→ **TASK INSTRUCTIONS**
Exact copies of all the entries are required, and no pictures should appear in them.

(DATA PROVIDED begins)

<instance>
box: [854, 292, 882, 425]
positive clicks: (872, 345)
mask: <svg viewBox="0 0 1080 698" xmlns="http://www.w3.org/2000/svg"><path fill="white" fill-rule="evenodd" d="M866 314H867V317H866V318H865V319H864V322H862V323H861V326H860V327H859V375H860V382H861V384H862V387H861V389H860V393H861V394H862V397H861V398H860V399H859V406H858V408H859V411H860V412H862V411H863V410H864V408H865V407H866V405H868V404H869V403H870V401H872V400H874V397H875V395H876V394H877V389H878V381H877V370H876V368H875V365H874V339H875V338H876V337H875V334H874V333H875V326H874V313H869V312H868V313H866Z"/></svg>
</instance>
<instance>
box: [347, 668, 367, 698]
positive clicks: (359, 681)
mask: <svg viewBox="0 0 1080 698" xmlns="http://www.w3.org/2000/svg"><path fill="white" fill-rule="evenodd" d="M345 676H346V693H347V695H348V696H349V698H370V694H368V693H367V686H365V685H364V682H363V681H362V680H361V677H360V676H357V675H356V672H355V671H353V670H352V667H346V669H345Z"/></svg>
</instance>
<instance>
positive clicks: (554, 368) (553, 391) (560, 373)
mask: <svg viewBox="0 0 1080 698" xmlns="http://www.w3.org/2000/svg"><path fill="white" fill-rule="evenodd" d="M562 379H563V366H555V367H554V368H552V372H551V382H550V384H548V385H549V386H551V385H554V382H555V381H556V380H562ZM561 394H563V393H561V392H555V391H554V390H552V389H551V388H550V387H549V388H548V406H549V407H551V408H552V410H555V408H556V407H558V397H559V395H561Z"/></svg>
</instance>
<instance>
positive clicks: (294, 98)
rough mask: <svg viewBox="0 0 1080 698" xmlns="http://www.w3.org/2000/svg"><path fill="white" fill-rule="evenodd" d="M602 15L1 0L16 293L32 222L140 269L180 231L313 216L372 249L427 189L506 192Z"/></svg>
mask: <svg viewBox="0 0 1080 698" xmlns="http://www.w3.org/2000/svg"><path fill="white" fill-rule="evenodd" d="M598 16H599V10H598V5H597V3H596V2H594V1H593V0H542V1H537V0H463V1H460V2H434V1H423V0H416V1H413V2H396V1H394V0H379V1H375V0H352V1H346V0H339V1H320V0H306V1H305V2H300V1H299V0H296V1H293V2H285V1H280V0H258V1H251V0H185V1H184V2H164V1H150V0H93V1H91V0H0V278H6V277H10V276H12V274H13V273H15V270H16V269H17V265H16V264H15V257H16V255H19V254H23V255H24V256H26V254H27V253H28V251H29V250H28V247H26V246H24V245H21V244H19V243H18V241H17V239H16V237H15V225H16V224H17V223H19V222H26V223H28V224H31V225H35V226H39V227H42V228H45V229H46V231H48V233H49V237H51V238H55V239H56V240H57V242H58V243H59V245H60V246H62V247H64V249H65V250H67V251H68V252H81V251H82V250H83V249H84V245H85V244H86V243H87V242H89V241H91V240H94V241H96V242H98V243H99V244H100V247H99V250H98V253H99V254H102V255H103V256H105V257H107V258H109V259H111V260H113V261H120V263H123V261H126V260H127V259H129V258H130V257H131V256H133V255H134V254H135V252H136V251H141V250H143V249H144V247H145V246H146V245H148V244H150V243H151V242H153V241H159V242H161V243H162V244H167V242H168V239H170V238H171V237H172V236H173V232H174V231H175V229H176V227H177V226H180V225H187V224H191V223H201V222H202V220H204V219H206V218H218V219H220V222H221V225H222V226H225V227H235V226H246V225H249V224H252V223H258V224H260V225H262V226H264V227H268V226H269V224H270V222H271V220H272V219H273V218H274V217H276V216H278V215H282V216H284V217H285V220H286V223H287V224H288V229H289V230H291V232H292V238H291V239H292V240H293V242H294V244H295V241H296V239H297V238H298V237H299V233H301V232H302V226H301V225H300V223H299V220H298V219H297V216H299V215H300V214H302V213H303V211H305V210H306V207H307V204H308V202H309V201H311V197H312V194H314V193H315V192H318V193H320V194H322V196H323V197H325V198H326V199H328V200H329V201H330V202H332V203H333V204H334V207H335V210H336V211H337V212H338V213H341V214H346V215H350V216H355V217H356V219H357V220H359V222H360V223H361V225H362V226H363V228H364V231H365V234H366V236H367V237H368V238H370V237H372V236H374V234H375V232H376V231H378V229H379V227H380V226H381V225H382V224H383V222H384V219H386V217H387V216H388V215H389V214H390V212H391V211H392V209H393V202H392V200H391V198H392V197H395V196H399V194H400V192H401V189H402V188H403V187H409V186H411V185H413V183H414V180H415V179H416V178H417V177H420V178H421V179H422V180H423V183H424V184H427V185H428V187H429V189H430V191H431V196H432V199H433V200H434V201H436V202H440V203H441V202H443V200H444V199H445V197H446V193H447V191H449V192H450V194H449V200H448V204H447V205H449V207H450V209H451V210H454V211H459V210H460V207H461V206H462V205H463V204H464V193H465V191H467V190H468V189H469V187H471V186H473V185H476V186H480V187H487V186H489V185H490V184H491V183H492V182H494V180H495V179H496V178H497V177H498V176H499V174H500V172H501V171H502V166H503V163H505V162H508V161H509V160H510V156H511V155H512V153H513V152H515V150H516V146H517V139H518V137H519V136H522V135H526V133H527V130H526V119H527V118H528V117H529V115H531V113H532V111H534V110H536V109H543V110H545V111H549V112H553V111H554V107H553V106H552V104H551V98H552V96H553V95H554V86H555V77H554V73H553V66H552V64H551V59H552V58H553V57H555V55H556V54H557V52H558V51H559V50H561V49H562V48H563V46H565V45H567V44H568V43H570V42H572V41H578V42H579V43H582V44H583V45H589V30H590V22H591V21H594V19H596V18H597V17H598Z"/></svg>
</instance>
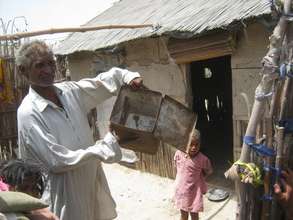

(DATA PROVIDED ends)

→ **EXERCISE RESULT**
<instance>
box: [854, 292, 882, 425]
positive clicks: (872, 345)
mask: <svg viewBox="0 0 1080 698" xmlns="http://www.w3.org/2000/svg"><path fill="white" fill-rule="evenodd" d="M866 314H867V317H866V318H865V319H864V322H862V323H861V326H860V327H859V375H860V382H861V384H862V387H861V389H860V393H861V394H862V397H861V398H860V399H859V406H858V408H859V411H860V412H862V411H863V410H864V408H865V407H866V405H868V404H869V403H870V401H872V400H874V397H875V395H876V394H877V389H878V381H877V370H876V368H875V365H874V339H875V338H876V337H875V334H874V333H875V326H874V313H869V312H868V313H866Z"/></svg>
</instance>
<instance>
box: [347, 668, 367, 698]
positive clicks: (359, 681)
mask: <svg viewBox="0 0 1080 698" xmlns="http://www.w3.org/2000/svg"><path fill="white" fill-rule="evenodd" d="M345 676H346V693H347V695H348V696H349V698H370V694H368V693H367V686H365V685H364V682H363V681H362V680H361V677H360V676H357V675H356V672H355V671H353V670H352V667H346V669H345Z"/></svg>
</instance>
<instance>
positive clicks: (554, 368) (553, 391) (560, 373)
mask: <svg viewBox="0 0 1080 698" xmlns="http://www.w3.org/2000/svg"><path fill="white" fill-rule="evenodd" d="M562 379H563V366H555V367H554V368H552V372H551V382H550V384H548V385H549V386H551V385H554V382H555V381H556V380H562ZM561 394H563V393H561V392H555V391H554V390H552V389H551V388H550V387H549V388H548V406H549V407H551V408H552V410H555V408H556V407H558V397H559V395H561Z"/></svg>
</instance>
<instance>
positive clicks: (294, 98)
rough mask: <svg viewBox="0 0 1080 698" xmlns="http://www.w3.org/2000/svg"><path fill="white" fill-rule="evenodd" d="M602 15L1 0L16 293L32 222L140 269L180 231L313 216L372 249L427 189L506 192Z"/></svg>
mask: <svg viewBox="0 0 1080 698" xmlns="http://www.w3.org/2000/svg"><path fill="white" fill-rule="evenodd" d="M598 16H599V10H598V5H597V3H596V2H594V1H593V0H542V1H537V0H463V1H460V2H434V1H423V0H416V1H413V2H396V1H394V0H379V1H375V0H352V1H346V0H339V1H320V0H306V1H305V2H300V1H299V0H296V1H293V2H285V1H280V0H258V1H251V0H185V1H184V2H164V1H150V0H93V1H91V0H0V278H6V277H10V276H12V274H13V273H15V270H16V269H17V265H16V264H15V257H16V255H19V254H23V255H24V256H26V254H27V253H28V251H29V250H28V247H26V246H24V245H21V244H19V243H18V241H17V239H16V237H15V225H16V224H17V223H19V222H26V223H28V224H31V225H35V226H39V227H42V228H45V229H46V231H48V233H49V237H51V238H55V239H56V240H57V242H58V243H59V245H60V246H62V247H64V249H65V250H67V251H68V252H81V251H82V250H83V249H84V245H85V244H86V243H87V242H89V241H91V240H94V241H96V242H98V243H99V244H100V247H99V250H98V253H99V254H102V255H103V256H105V257H107V258H109V259H111V260H113V261H120V263H123V261H126V260H127V259H129V258H130V257H131V256H133V255H134V254H135V252H136V251H141V250H143V249H144V247H145V246H146V245H148V244H150V243H151V242H153V241H159V242H161V243H162V244H167V242H168V239H170V238H171V237H172V236H173V232H174V231H175V229H176V227H177V226H180V225H187V224H191V223H201V222H202V220H204V219H206V218H218V219H220V222H221V225H222V226H225V227H235V226H246V225H249V224H252V223H258V224H260V225H262V226H264V227H268V226H269V224H270V222H271V220H272V219H273V218H274V217H276V216H278V215H282V216H284V217H285V220H286V223H287V224H288V229H289V230H291V232H292V238H291V239H292V240H293V242H294V244H295V241H296V239H297V238H298V237H299V233H301V232H302V226H301V225H300V223H299V220H298V219H297V216H299V215H300V214H302V213H303V211H305V210H306V207H307V204H308V202H309V201H311V197H312V194H314V193H315V192H318V193H320V194H322V196H323V197H325V198H326V199H328V200H329V201H330V202H332V203H333V204H334V207H335V210H336V211H337V212H338V213H341V214H346V215H350V216H355V217H356V219H357V220H359V222H360V223H361V225H362V226H363V228H364V231H365V234H366V236H367V237H368V238H370V237H372V236H374V234H375V232H376V231H378V229H379V227H380V226H381V225H382V224H383V222H384V219H386V217H387V216H388V215H389V214H390V212H391V211H392V209H393V202H392V200H391V198H392V197H395V196H399V194H400V192H401V189H402V188H403V187H409V186H411V185H413V183H414V180H415V179H416V178H417V177H420V178H421V179H422V180H423V183H424V184H427V185H428V187H429V189H430V191H431V196H432V199H433V200H434V201H436V202H440V203H441V202H443V200H444V199H445V197H446V193H447V191H449V192H450V194H449V200H448V204H447V205H449V207H450V209H451V210H454V211H459V210H460V207H461V206H462V205H463V204H464V193H465V191H467V190H468V189H469V187H471V186H473V185H476V186H480V187H487V186H489V185H490V184H491V183H492V182H494V180H495V179H496V178H497V177H498V176H499V174H500V172H501V171H502V166H503V163H505V162H508V161H509V160H510V156H511V155H512V153H513V152H515V150H516V146H517V139H518V137H519V136H522V135H526V133H527V130H526V119H527V118H528V117H529V115H531V113H532V111H534V110H536V109H543V110H545V111H549V112H553V111H554V107H553V106H552V104H551V98H552V96H553V95H554V86H555V77H554V73H553V66H552V64H551V59H552V58H553V57H555V55H556V54H557V52H558V51H559V50H561V49H562V48H563V46H565V45H567V44H568V43H570V42H572V41H578V42H579V43H582V44H583V45H589V30H590V22H591V21H594V19H596V18H597V17H598Z"/></svg>
</instance>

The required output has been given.